## [WHAT THIS TASK INVOLVES]
With all pictures excluded, restate the records that follow exactly as written.

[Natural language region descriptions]

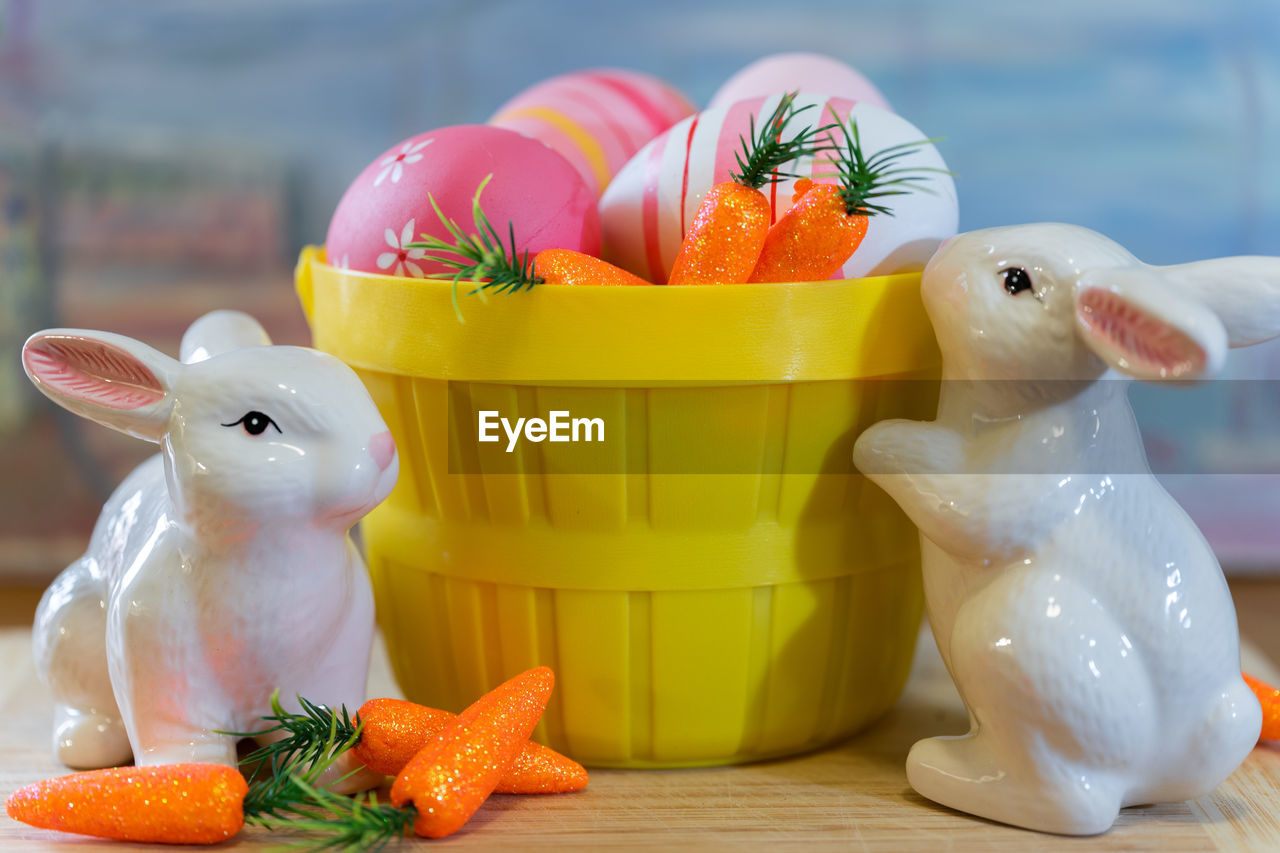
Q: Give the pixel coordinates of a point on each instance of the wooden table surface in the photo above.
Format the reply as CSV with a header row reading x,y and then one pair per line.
x,y
850,797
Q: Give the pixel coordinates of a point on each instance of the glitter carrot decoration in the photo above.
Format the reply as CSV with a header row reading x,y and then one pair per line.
x,y
727,233
182,803
1270,699
483,259
192,803
388,733
828,222
452,776
394,730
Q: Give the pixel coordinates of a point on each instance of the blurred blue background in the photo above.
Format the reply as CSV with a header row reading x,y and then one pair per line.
x,y
159,159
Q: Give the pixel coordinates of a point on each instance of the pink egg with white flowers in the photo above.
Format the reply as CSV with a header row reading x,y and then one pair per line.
x,y
798,72
648,209
595,118
389,204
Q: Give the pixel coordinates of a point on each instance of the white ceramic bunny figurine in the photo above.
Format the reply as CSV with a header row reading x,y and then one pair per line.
x,y
1082,615
220,569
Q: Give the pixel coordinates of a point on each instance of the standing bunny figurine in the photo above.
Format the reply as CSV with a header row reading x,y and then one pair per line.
x,y
1082,615
220,569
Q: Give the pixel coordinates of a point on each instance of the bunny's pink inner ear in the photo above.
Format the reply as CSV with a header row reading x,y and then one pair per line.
x,y
92,370
1137,341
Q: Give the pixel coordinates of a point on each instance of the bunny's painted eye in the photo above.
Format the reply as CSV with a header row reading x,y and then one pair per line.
x,y
255,423
1016,279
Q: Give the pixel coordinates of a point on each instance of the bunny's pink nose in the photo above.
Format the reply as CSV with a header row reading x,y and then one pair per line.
x,y
382,447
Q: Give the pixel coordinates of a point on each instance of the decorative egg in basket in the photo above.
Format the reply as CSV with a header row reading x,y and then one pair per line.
x,y
597,118
648,209
389,204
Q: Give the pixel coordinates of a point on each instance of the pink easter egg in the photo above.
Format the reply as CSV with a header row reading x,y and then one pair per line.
x,y
647,210
798,71
597,118
389,203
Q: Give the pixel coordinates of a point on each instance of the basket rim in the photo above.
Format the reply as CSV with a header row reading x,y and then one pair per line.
x,y
620,336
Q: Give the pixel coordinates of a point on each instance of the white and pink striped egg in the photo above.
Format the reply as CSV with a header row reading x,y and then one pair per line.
x,y
595,118
645,211
388,205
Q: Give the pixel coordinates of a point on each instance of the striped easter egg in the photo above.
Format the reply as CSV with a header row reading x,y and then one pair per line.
x,y
647,209
597,119
798,71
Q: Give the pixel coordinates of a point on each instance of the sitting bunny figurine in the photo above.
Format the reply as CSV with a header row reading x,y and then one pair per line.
x,y
220,569
1084,619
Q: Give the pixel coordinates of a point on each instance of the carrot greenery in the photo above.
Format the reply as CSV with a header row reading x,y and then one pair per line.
x,y
828,222
728,231
484,260
760,159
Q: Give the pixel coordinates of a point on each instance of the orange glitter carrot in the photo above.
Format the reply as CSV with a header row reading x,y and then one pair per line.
x,y
828,222
190,803
452,776
728,231
568,267
1270,699
394,730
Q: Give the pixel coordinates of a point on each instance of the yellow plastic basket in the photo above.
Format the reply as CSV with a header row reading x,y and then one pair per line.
x,y
691,617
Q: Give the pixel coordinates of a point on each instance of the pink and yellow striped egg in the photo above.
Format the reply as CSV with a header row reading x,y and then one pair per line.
x,y
597,119
648,208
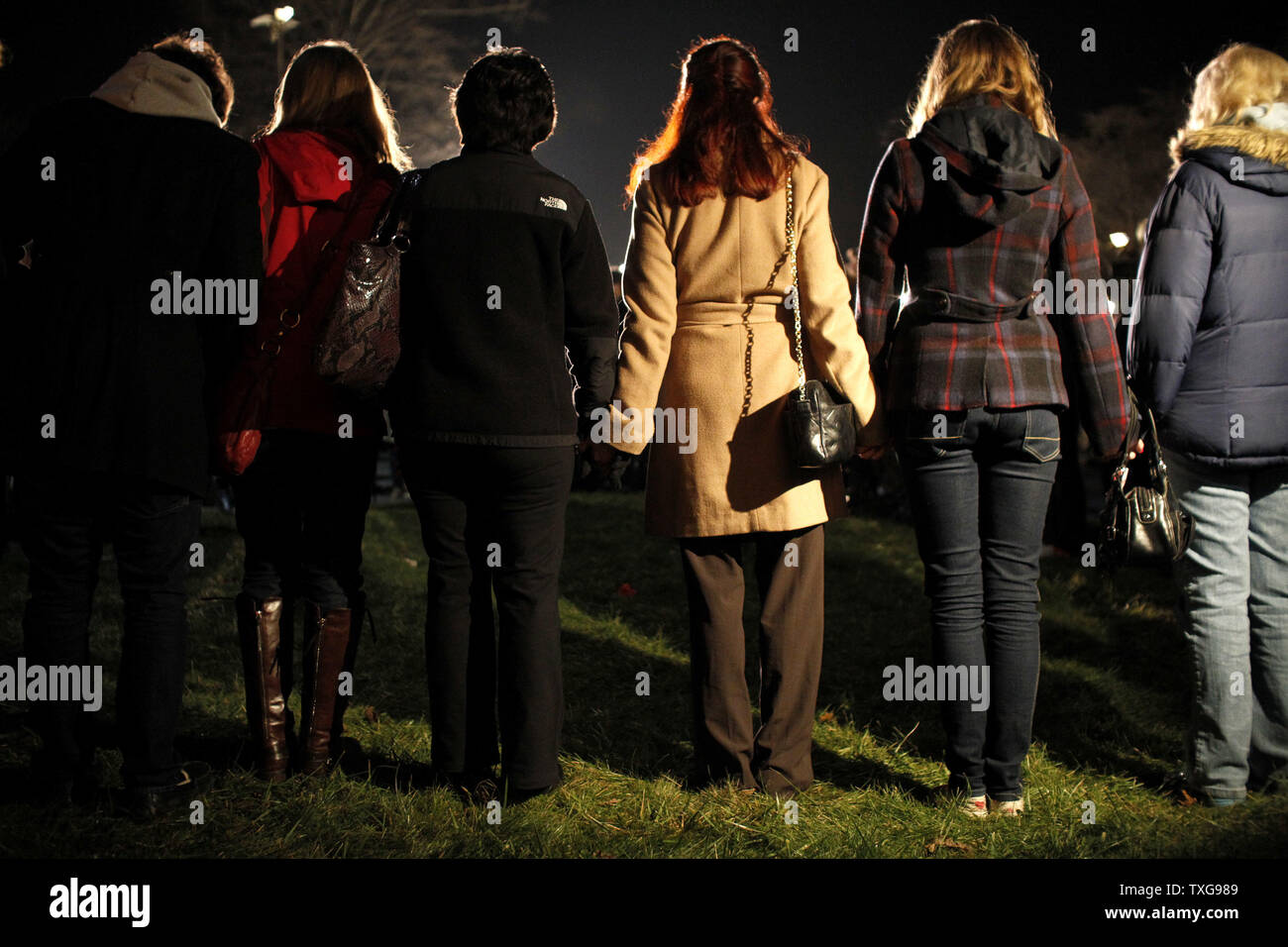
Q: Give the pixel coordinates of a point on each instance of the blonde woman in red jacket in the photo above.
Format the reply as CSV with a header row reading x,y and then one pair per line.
x,y
329,161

## [EXERCISE RESULT]
Q: Give the pixel coordinates of a point on each instance of the wooden table surface in the photo above.
Format the reply as CSV with a header row reading x,y and then one pair per line.
x,y
850,797
Q: Give the pixel coordinates of a point on each instance of the glitter carrot decoration in the photo above.
Format the reply as CSV with a header row reading x,y and then one pair per line.
x,y
727,233
182,803
1270,699
483,259
192,803
388,733
828,222
452,776
394,730
Q: Give the pixel coordinates of a point on each instance of the blurred blue background in the photo above.
Format the reply as CSV with a header row reading x,y and then one pair per line.
x,y
159,159
Q: Give the pixel coordinates of a point on each instance of the pink egg with white flowers in the photo above.
Format the reply as CSV with a header row reading x,y and then one pair per line.
x,y
798,72
648,209
595,118
389,204
Q: Give the pixel coordinates of a point on each instance of the white ceramic bunny figurine in the photo above.
Format the reply as CSV with a header row reading x,y and then one pair per line.
x,y
1082,615
220,569
Q: Give the pixel coordinates of a point on each instance of the standing bunny figurine in the photo above.
Format the reply as CSV with a header row reading x,y and then one pair per line.
x,y
1082,615
220,569
Q: Give the pixel coordinates of a point on each instance of the bunny's pink inner ear in the photo above.
Format the reply as CSV with a header row reading x,y and then one pair per line.
x,y
92,370
1137,341
Q: Give the pixel coordinates of a point on each instance of the bunny's painted eye in the photo above.
Format the reply as CSV with a header row reading x,y and then one pair per line.
x,y
255,423
1016,279
Q: Give the pixel coordinates of a point on each instance of the bunny's pink nose in the photo above.
Format the reply as CSV with a header row reading x,y and then one pair per line.
x,y
382,447
Q: Give the pixel coordinates of a point on each instance of the decorative egg in basket in the photo above.
Format the reply as CSV with a header row reading x,y and then one pair per line.
x,y
597,118
648,209
389,204
Q: Give the pixel coordinates of a point on each instance of the pink easter egg in the photo above.
Format the reply as CSV with a header row reading x,y and then one pair per line.
x,y
647,210
798,71
597,118
389,203
Q: Give the pixel coordinates of a point on each instance of the basket rim in the photo above.
Format the reply as CSV with a header row reading x,y and then one pair per line.
x,y
620,336
Q: Give the pixel coordinates of a point on each instance of the white and pink striped egg in the photo above.
Format the reply as CSV with a header row reading x,y and then one pair per line.
x,y
595,118
645,211
388,205
Q: Give the pixel coordinates of a point on each instance of the striped easter egg in the photo above.
Format the reply as CSV with a header row reading x,y and then one pair per line.
x,y
647,209
597,119
798,71
Q: Give the pixel coordinates of a point on each instance of the sitting bunny figurine in the photo above.
Format the reply as CSV with a header row reading x,y and then one pair per line.
x,y
220,569
1084,619
Q: Give the pixel coordinates of a point on each instance of the carrot greenery in the photo above.
Format the reply as CSV with a header row reading x,y and then one pair per line.
x,y
828,222
728,231
484,260
760,159
Q: Give the pixel coordinates of a point on each instance of the orange glitter carrot in the photo above.
Format the reply as CSV with a header row reading x,y and then one pair per line.
x,y
828,222
190,803
452,776
728,231
568,267
1270,699
394,730
Q: Give the pixel coordinates of a point on each instance of the yellow plastic basket in the photo above.
Format the reply as CSV with a header row reading x,y and then one pair per line.
x,y
691,617
Q: Give the pixel coordinates of a point on each instance of the pink and yellow striped egg in the photo above.
Format the reply as CSV with a header row reading x,y and then one pair per line.
x,y
597,119
648,208
Q: Give the pixel coordinates of a point on each instance of the blonde woman in red jacket in the photo above.
Format the reply as CSV with a header row reading x,y and then one pair per line.
x,y
329,161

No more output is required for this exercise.